<<<<

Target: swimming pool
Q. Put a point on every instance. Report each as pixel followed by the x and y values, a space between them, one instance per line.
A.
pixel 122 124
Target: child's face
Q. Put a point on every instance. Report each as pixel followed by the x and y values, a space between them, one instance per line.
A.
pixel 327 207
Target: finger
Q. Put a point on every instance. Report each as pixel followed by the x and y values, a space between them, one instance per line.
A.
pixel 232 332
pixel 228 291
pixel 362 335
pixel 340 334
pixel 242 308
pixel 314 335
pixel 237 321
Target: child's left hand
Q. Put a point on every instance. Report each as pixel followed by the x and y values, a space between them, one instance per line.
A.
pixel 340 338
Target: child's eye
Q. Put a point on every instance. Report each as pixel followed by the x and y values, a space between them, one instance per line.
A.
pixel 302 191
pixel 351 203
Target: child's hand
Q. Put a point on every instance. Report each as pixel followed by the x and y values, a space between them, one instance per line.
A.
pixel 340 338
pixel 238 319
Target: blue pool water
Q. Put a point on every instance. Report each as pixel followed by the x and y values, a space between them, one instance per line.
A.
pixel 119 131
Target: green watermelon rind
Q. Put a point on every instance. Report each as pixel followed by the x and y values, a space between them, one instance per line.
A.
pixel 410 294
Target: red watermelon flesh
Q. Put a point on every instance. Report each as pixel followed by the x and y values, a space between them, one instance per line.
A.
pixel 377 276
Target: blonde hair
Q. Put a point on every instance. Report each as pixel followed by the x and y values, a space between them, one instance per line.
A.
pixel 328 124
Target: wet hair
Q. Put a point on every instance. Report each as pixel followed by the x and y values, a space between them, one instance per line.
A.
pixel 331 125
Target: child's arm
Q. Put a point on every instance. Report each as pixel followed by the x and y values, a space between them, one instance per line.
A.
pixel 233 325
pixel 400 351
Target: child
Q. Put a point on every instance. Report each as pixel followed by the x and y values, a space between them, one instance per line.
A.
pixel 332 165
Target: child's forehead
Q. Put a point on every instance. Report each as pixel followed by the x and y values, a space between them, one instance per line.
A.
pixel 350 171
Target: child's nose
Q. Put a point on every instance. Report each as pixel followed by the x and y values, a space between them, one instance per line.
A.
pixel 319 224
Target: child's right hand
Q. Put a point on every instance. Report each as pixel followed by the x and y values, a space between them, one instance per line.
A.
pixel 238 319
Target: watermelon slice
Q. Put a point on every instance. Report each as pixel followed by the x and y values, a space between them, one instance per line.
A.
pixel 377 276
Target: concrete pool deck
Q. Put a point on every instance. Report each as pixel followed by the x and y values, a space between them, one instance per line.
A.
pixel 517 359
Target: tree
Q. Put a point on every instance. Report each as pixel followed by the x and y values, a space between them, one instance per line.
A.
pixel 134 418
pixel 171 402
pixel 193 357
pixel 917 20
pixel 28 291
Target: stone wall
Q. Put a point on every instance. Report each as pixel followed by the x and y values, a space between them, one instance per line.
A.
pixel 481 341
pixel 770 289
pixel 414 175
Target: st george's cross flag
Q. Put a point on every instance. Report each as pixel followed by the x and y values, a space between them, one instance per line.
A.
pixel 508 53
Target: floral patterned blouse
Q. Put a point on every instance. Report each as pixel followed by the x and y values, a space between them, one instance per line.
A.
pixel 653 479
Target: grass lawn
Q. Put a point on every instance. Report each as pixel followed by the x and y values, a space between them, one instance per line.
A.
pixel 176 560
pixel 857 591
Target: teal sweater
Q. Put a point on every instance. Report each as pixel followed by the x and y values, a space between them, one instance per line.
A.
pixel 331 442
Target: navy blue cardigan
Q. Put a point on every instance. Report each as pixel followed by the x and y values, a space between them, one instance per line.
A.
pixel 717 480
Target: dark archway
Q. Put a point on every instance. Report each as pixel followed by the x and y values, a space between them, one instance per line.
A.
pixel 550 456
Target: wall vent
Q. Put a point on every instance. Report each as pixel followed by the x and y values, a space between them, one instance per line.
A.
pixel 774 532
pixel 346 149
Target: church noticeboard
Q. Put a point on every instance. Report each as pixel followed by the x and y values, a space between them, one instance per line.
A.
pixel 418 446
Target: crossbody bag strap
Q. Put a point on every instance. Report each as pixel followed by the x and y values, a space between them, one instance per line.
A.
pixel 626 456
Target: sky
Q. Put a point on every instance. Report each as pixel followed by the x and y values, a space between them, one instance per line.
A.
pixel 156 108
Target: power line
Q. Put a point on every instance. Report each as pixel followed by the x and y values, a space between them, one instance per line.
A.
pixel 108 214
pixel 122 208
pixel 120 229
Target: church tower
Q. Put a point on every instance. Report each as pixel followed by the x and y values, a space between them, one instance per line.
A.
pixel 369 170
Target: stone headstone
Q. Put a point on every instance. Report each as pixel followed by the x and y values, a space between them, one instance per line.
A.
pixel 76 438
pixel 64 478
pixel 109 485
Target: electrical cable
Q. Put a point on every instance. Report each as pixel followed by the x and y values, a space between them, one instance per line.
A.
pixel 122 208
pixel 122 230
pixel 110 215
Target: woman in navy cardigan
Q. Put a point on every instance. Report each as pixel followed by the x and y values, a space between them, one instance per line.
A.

>>>>

# Problem to work on
Counting only lines that hold "pool", state how many appear in the records, and give nothing but the number.

# Expected output
3